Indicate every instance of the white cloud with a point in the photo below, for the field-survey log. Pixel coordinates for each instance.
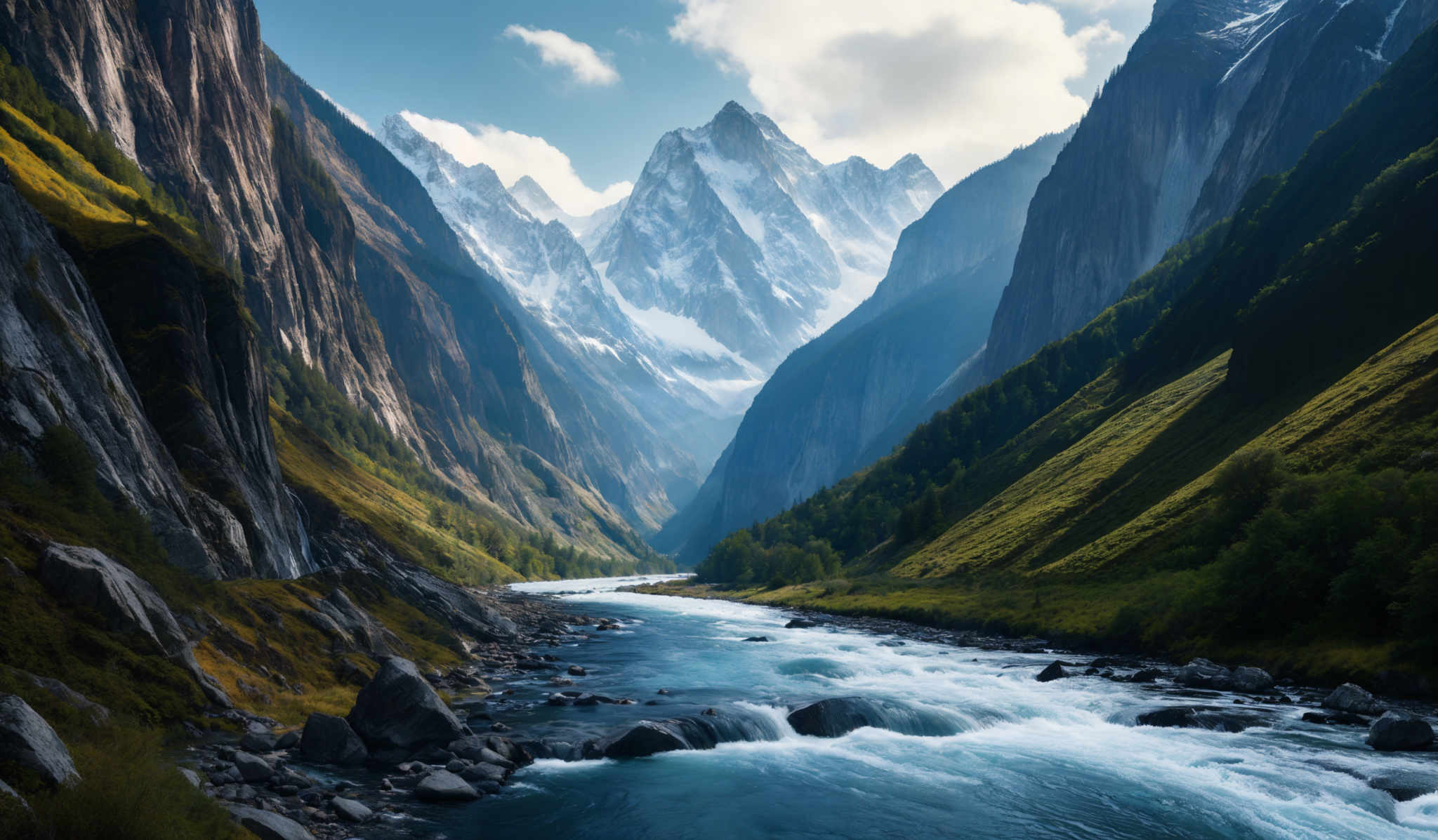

...

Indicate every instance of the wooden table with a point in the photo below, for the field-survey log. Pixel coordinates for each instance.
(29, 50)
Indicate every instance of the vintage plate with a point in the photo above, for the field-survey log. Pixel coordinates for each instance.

* * *

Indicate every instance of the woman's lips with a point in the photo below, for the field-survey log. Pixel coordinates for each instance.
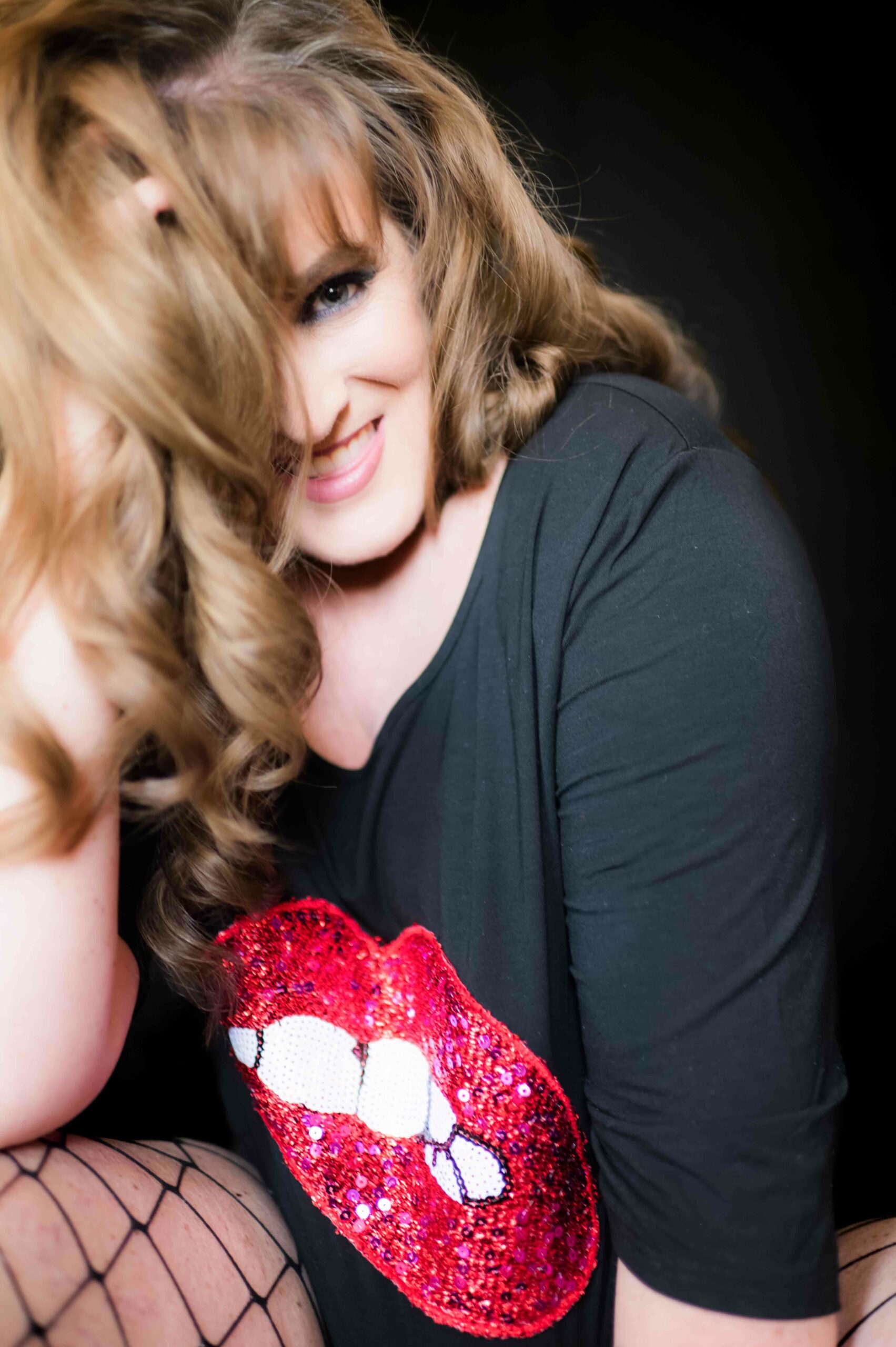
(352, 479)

→ **Requirement**:
In the listing above, the lines from the one containing "Indicate every instance of the wooden" through the one containing "Indicate every instance of the vintage" must be set down exactly, with no other lines.

→ **Exercise result**:
Indicate every instance of the wooden table with a point in the photo below, for the field-survey log. Pixel coordinates for each instance.
(29, 50)
Indicate every instance of the vintage plate with a point in the photo above, for the field-survey log. Pixel coordinates for each instance.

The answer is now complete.